**WHAT NEEDS TO BE DONE:** Could you format every one of the records below as a Markdown table with the columns Row and Text, skipping blank lines and leaving the pictures out?

**DATA EXTRACT:**

"""

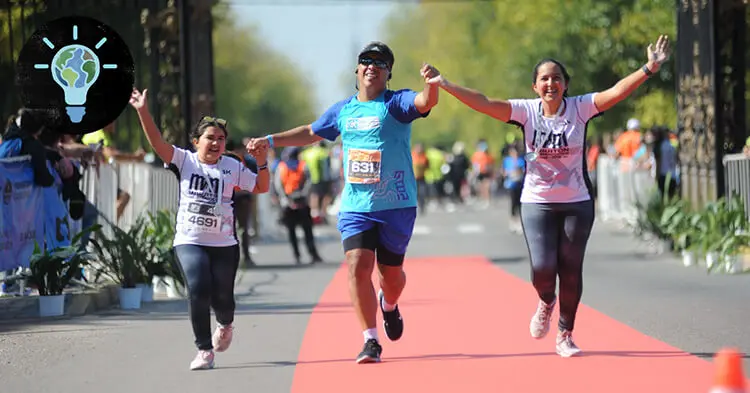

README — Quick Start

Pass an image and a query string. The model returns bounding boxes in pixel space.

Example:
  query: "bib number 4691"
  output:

"""

**OUTPUT OF THE EXERCISE:**
| Row | Text |
|---|---|
| 1 | README — Quick Start |
| 2 | Pass an image and a query string. The model returns bounding boxes in pixel space. |
| 3 | Example: |
| 4 |   query: "bib number 4691" |
| 5 |   output: |